__Directions__
Write out, character for character, the line containing "Where can the cloud" and all lines after it up to the end of the listing.

─── Material provided ───

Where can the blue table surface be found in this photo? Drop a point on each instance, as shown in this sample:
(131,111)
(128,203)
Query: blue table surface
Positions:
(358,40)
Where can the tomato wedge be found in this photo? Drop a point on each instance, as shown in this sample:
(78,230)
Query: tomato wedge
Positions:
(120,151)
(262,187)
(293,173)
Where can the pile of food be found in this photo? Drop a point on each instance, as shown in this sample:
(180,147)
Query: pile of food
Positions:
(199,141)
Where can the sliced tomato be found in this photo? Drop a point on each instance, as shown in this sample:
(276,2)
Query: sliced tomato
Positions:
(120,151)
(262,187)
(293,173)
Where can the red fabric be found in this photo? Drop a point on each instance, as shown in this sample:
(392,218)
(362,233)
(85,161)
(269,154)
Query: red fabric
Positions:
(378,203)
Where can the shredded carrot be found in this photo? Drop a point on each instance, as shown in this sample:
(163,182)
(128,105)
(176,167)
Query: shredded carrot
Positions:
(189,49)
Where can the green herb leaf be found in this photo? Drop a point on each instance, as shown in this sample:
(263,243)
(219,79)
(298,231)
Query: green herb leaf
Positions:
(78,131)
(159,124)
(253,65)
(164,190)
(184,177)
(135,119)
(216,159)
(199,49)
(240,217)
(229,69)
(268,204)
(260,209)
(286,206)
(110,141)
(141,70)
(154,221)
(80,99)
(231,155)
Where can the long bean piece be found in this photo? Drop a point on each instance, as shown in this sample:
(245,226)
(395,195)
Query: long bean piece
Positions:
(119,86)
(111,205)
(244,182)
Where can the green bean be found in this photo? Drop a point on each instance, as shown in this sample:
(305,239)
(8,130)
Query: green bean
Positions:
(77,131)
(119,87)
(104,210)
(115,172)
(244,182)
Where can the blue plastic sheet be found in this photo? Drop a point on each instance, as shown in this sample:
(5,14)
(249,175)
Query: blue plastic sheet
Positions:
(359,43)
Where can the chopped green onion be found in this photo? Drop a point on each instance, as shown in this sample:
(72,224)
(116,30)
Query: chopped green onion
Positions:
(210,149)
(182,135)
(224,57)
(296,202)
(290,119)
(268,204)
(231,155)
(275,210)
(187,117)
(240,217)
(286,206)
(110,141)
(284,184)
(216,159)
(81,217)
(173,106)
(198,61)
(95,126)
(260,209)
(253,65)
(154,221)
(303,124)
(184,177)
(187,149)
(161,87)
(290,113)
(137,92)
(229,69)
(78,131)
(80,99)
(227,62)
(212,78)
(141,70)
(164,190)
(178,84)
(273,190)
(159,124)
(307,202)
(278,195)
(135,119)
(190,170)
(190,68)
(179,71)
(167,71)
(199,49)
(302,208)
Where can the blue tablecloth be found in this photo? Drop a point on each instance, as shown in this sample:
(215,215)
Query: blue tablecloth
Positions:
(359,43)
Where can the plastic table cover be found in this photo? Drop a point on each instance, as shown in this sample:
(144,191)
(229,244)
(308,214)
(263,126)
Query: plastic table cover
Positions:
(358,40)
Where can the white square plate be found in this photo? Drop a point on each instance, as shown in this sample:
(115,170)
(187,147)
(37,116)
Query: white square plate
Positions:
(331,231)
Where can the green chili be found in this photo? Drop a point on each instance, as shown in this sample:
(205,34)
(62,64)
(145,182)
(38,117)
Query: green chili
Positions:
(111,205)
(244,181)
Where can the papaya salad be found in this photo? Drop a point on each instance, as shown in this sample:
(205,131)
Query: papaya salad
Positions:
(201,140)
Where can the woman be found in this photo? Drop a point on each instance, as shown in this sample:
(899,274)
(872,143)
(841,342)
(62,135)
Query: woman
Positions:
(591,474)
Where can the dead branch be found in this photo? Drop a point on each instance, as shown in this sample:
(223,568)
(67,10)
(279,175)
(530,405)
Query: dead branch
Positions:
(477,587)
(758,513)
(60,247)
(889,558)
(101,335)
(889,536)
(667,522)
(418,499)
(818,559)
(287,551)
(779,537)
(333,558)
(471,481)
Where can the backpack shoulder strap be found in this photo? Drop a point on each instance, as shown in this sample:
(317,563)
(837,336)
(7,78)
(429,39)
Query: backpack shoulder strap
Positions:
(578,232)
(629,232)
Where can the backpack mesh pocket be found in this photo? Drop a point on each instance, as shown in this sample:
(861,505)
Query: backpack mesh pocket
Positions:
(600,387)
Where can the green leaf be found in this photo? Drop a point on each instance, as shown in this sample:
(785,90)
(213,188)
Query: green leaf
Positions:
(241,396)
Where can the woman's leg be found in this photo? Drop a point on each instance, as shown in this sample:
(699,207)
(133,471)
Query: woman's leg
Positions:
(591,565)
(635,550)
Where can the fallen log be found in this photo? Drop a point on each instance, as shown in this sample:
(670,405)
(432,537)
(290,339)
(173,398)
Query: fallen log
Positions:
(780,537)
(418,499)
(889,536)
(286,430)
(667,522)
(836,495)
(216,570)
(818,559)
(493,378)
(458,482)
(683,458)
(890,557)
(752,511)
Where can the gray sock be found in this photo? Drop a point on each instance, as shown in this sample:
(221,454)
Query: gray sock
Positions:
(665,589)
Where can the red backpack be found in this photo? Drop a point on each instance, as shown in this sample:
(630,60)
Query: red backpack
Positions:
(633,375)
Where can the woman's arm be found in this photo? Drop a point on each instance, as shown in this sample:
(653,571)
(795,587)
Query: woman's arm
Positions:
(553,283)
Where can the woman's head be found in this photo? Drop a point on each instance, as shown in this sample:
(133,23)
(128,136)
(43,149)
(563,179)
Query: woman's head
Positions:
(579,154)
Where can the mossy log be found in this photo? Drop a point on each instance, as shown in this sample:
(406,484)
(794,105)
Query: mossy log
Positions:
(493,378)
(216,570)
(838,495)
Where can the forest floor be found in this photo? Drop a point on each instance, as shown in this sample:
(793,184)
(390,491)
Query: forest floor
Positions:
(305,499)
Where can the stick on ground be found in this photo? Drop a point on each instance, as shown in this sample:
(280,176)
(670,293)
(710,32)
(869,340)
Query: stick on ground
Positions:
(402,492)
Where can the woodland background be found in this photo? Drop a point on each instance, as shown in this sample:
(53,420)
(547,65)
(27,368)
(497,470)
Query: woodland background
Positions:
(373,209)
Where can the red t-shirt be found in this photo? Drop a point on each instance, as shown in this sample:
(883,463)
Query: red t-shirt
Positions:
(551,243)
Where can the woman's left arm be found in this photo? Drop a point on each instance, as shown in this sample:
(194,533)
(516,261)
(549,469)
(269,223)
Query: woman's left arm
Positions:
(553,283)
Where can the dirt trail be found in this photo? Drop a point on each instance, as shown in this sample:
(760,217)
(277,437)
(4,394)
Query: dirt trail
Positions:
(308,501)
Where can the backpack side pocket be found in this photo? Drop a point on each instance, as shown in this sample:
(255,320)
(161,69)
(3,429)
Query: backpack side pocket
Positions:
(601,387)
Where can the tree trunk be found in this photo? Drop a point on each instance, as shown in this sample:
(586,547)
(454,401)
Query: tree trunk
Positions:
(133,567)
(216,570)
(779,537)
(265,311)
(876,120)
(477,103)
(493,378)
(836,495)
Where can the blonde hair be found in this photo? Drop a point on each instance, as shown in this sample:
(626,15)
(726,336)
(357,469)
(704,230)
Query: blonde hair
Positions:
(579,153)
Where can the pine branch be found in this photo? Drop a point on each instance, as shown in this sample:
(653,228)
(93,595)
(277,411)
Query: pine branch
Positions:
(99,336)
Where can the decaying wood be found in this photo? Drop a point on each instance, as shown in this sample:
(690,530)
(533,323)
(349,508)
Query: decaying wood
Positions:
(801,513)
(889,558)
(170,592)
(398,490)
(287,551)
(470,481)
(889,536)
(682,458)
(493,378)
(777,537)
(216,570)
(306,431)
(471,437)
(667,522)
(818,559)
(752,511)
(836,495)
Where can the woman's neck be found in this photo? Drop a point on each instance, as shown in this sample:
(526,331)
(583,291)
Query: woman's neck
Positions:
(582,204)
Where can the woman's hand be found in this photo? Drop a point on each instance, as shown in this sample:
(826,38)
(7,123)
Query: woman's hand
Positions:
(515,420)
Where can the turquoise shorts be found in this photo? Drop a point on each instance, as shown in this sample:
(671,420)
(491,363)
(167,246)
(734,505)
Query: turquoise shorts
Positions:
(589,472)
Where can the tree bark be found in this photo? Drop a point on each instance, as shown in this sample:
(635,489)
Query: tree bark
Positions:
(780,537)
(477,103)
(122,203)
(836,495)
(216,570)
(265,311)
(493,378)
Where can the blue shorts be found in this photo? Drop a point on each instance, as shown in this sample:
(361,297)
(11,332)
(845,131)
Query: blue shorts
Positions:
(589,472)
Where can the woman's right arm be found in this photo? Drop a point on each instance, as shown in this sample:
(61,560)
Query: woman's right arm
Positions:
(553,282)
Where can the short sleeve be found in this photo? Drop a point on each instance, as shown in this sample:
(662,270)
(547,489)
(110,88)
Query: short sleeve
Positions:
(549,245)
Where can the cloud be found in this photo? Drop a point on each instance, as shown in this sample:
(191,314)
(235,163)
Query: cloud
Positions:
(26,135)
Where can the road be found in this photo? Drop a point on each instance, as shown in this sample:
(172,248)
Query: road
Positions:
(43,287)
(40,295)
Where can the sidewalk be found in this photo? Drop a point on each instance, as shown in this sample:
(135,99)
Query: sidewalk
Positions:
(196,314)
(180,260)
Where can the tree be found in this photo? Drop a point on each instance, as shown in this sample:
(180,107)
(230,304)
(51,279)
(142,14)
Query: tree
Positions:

───

__Correct result__
Where can the cloud be found in this photo? Drop a point on each instance, as shown in this sample:
(191,314)
(235,163)
Query: cloud
Positions:
(26,135)
Where can the road be found in this photo? Drop a point on each instance, as shown in this sample:
(172,248)
Query: road
Positions:
(43,287)
(40,295)
Where can the sidewalk be found in this photo? Drop a point on each instance, as shown in this sample:
(135,99)
Query: sidewalk
Positions:
(196,314)
(180,260)
Where can the tree be found in this photo? Drop a point on each instance, as shown in this sample:
(180,107)
(230,304)
(51,279)
(142,14)
Query: tree
Positions:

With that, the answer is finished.